DOCUMENTO FUENTE >>
>>>

Mi escritorio un día cualquiera. No bromeo con las pilas de notas.
Al final de la semana tengo una pila de papeles en los que es difícil poner orden. Ideas que van apareciendo sobre la marcha, a veces en relación con un texto en el que trabajo estos días, a veces sobre un proyecto para el que me voy documentando poco a poco.
A veces son notas sobre algo que veo en televisión, una frase de alguien con quien he hablado por teléfono, una idea que me viene a la cabeza a 100 kilómetros de casa. Como lo de Roy Scheider, por ejemplo. Esta semana comparte anotaciones con Zurbarán, sobre la sequía, con porcentajes de hidratación de masas, sobre un guión de un proyecto que me han pasado y sobre un par de platos que probamos el miércoles.
Zurbarán
Hay artistas sobre los que tenía una idea preconcebida que cambió cuando pude ver su obra en directo. Hay otros sobre los que esa idea no hizo más que verse confirmada. Dalí, por ejemplo, que nunca me interesó de una manera particular y que, visto de cerca, me interesa todavía menos.
Lo contrario me ocurrió, por ejemplo, con Goya, con Cezanne, con Ribera o con Rembrandt. Hay algo, una atmósfera, la pincelada, no lo sé, que no recogen las fotografías.
Es algo que me ocurrió con Zurbarán. Quizás con él aún más, porque por época y por estilo, la suya es una pintura en la que no pensamos como un objeto que nos apetecería poseer, por decirlo de una forma que se entienda. Uno no sueña, habitualmente, con decorar su comedor con un San Hugo de 3 metros de alto.
Cuando vi el San Hugo en el Refectorio del Museo de Bellas Artes de Sevilla -uno de los museos más bonitos que conozco en España, por cierto- me quedé enganchado. A esa luz sobre los hábitos, a los pliegues. Zurbarán pinta la luz a través de las telas, de sus arrugas, de sus sombras. Unas salas más allá está uno de sus Cristos crucificados. Y de nuevo esos paños. Y la luz en la barba, y en las maderas que quedan casi en penumbra.
Siempre que vuelvo a Sevilla (aunque ahora hace ya un tiempo) y puedo, me escapo a verlos. Por ellos y por el resto del museo, por el patio, por los naranjos, por la plaza. Y por volver a uno de esos sitios que fueron un descubrimiento para mí en algún momento.

<<<

TAREA A >> Di cuántas líneas de los registros contienen la palabra "canopy", teniendo en cuenta mayúsculas y minúsculas, y responde solo con el número.
El texto y los registros no guardan ninguna relación entre sí.

REGISTROS MOSTRADOS >>
>>>

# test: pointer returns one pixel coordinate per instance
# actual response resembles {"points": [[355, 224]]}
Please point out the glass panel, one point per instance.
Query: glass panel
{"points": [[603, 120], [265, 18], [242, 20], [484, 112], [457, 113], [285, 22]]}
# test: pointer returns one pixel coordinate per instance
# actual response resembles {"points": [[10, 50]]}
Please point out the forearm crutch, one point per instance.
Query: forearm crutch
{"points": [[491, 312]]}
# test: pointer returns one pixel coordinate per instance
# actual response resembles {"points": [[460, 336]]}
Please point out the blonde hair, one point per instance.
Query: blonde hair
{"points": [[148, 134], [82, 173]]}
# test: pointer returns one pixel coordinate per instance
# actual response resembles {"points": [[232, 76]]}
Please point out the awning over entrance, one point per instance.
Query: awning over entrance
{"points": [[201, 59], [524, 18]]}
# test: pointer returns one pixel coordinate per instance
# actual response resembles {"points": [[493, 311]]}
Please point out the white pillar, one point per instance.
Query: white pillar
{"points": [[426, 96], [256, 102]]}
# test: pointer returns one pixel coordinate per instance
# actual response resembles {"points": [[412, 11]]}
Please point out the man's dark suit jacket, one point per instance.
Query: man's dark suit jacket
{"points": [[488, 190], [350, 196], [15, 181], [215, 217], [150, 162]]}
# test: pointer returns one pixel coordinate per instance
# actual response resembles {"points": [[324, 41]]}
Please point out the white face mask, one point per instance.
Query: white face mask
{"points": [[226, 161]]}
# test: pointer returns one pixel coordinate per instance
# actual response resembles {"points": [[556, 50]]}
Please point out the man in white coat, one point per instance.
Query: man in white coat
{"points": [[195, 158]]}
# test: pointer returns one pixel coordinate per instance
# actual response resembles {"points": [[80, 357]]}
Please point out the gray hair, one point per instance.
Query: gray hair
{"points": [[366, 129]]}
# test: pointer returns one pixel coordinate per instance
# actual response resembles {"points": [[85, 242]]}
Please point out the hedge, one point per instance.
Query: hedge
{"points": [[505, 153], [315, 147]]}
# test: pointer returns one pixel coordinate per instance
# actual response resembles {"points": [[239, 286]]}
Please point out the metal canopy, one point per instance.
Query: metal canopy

<<<

TAREA B >>
Contesta estas preguntas sobre el texto de las notas y Zurbarán:
(i) ¿Qué pintor, visto de cerca, le interesa todavía menos a quien escribe?
(ii) ¿En qué museo vio quien escribe el San Hugo?
(iii) ¿Qué día de la semana probaron el par de platos que aparece en las notas?

RESULTADO ESPERADO A >> 2

RESULTADO ESPERADO B >>
(i) Dalí.
(ii) En el Museo de Bellas Artes de Sevilla, en el Refectorio.
(iii) El miércoles.